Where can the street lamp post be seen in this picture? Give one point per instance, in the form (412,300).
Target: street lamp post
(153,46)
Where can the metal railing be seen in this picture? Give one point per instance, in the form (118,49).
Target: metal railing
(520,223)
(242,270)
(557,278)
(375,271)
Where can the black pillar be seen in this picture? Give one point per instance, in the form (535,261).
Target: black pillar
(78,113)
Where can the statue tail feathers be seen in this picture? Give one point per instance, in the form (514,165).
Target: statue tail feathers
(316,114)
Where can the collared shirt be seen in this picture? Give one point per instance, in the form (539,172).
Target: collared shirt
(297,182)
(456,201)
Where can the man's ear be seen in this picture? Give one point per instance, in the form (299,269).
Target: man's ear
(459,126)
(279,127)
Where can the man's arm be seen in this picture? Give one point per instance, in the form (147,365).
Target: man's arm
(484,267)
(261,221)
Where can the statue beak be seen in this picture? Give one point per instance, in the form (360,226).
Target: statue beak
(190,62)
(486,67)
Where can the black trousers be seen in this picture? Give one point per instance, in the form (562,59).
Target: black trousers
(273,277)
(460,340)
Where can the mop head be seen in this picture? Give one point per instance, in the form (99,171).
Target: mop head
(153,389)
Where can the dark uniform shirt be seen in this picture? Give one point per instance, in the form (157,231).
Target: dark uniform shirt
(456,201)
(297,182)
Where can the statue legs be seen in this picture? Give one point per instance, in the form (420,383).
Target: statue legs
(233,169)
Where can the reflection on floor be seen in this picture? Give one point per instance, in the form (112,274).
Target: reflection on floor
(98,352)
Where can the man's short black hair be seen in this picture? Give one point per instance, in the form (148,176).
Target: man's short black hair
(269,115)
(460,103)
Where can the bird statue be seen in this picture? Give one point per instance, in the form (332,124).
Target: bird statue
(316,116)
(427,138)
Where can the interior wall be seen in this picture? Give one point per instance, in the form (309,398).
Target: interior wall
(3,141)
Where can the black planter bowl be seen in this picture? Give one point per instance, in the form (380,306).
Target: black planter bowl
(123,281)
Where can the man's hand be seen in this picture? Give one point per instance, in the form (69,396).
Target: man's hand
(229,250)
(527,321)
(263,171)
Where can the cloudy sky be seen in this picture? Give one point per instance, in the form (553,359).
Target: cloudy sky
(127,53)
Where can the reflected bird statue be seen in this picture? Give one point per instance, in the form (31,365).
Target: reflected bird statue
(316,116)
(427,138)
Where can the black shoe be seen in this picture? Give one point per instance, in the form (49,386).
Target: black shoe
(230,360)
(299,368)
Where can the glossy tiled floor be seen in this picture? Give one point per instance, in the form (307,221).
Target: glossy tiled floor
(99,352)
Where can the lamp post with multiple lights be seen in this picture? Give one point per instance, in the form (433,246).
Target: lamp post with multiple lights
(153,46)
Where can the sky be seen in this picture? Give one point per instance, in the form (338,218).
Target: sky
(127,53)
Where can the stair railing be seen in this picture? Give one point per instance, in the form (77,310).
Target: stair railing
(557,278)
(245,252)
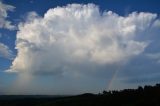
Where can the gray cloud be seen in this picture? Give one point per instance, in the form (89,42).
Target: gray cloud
(83,48)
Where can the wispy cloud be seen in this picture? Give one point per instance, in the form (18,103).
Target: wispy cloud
(4,23)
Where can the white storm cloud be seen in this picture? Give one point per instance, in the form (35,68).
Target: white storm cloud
(4,8)
(78,35)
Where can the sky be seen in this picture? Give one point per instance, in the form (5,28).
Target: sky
(63,47)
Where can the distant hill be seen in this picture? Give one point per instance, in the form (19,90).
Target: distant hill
(142,96)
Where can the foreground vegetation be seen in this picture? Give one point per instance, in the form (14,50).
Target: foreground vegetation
(147,96)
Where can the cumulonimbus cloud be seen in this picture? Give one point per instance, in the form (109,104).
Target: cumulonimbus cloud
(5,52)
(78,34)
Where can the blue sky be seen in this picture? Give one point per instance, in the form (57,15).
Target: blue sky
(110,45)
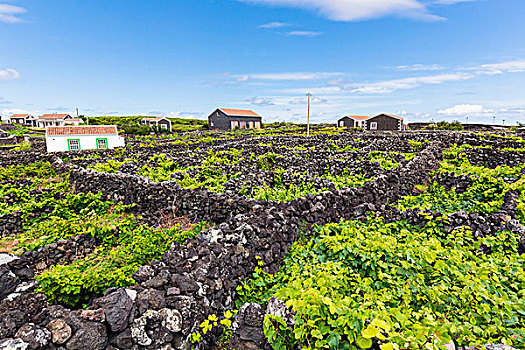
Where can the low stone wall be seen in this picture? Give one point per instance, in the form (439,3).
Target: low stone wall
(175,294)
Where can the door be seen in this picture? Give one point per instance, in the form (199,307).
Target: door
(102,143)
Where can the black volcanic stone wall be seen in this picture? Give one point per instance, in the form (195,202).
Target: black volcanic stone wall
(174,295)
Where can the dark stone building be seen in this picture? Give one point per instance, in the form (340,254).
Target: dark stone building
(230,119)
(384,122)
(161,122)
(352,121)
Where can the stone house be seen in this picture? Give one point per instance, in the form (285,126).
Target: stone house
(55,120)
(163,123)
(384,122)
(230,119)
(22,120)
(352,121)
(78,138)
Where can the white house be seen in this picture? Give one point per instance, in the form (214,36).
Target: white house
(22,120)
(79,138)
(56,120)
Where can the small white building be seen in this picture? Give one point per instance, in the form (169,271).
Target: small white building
(80,138)
(161,122)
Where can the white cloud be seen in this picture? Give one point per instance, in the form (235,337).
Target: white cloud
(283,76)
(451,2)
(260,101)
(389,86)
(421,67)
(9,74)
(460,110)
(273,25)
(303,33)
(8,13)
(184,115)
(516,66)
(354,10)
(304,100)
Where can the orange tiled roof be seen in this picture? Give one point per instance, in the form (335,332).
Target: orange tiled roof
(53,116)
(391,115)
(153,119)
(239,112)
(81,130)
(358,117)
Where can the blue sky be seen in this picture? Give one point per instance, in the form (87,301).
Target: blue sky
(422,59)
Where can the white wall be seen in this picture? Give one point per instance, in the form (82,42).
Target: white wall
(60,144)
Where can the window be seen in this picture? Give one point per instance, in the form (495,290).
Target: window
(73,145)
(102,143)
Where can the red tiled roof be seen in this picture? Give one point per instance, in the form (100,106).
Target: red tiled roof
(81,130)
(391,115)
(153,119)
(239,112)
(53,116)
(358,117)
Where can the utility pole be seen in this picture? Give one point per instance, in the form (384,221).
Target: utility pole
(308,120)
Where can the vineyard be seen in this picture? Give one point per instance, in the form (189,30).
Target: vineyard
(267,239)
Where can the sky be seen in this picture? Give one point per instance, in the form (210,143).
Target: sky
(425,60)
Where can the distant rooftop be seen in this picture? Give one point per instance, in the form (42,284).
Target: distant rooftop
(239,112)
(81,130)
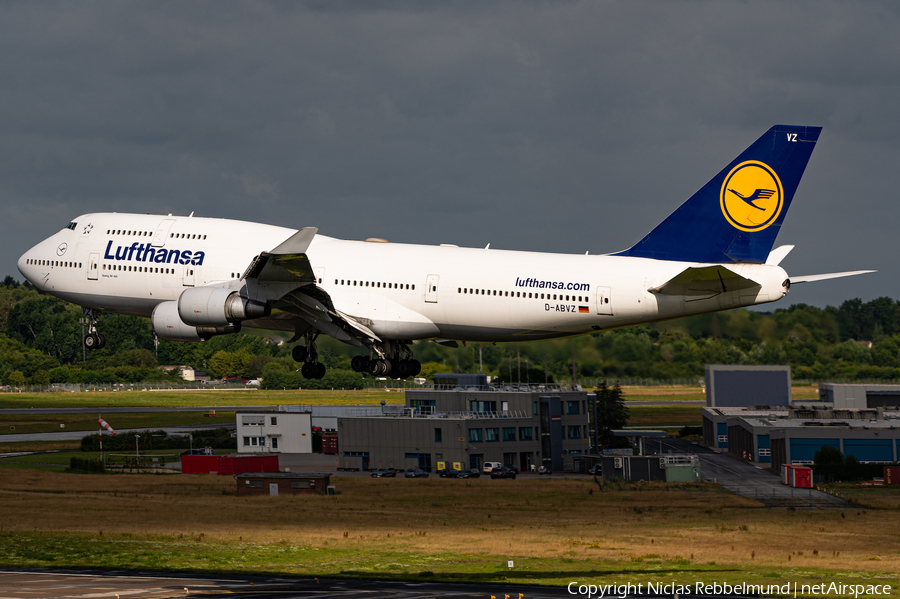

•••

* [Problem]: Tally the lines of the items above that contain the string "uniform". How many are there? Give only the number.

* [Exercise output]: 2